[Dataset records]

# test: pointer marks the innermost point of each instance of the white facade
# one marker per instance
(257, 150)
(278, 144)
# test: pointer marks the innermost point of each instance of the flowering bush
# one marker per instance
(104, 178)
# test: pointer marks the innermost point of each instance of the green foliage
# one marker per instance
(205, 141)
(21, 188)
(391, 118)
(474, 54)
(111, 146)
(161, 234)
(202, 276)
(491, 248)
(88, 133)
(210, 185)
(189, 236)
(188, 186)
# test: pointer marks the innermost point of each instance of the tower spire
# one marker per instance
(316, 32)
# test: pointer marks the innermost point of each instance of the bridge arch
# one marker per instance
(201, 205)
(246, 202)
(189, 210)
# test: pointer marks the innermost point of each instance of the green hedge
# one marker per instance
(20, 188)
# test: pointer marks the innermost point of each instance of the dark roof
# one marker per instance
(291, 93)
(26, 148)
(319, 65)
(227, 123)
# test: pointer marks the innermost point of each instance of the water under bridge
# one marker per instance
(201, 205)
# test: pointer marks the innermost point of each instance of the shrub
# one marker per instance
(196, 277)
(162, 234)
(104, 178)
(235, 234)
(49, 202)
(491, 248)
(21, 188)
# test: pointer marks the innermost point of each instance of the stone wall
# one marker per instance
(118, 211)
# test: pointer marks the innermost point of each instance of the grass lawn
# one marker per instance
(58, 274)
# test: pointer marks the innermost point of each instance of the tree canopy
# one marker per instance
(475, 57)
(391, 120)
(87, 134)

> TASK DIRECTIONS
Copy out all of the material above again, line for line, changing nothing.

> FULL ANSWER
# test: pointer marks the innermost point of each instance of the white facade
# one marker per instance
(257, 150)
(278, 144)
# test: pointer marks the innermost point of each instance of the flowering bush
# one marker per instance
(104, 178)
# test: pointer marks the innermost point of each instance of the green foliage
# one marker per instance
(205, 141)
(21, 188)
(391, 118)
(474, 54)
(111, 146)
(161, 234)
(202, 276)
(491, 248)
(88, 133)
(210, 185)
(189, 236)
(188, 186)
# test: pointer marks the innermost point of each instance of the tower spire
# one marker per instance
(316, 32)
# test: pointer marks the innermost point of each instance of the bridge arch
# one marker per instance
(201, 205)
(246, 202)
(189, 210)
# test: pointer marks the innermost point of each instance of the green hedge
# one marker per instance
(20, 188)
# test: pointer marks the innermost point of each instance of the dark roof
# one marker per instance
(291, 93)
(26, 148)
(319, 65)
(227, 123)
# test: pointer marks the innermost point of each instance of the water under bridge
# one marker per instance
(201, 205)
# test: pointer marks the innermost point of each instance of the shrub
# one marker per instance
(196, 277)
(162, 234)
(104, 178)
(235, 234)
(49, 202)
(491, 248)
(21, 188)
# test: pointer marks the innermost point of each instance of the stone wall
# one marker per instance
(118, 211)
# test: pointer marks the innermost point of each instance of the grass lawn
# one marker per instance
(58, 274)
# test: pointer marks the innermost point of each instance of the tree canopy
# one marker per instance
(475, 57)
(391, 120)
(87, 134)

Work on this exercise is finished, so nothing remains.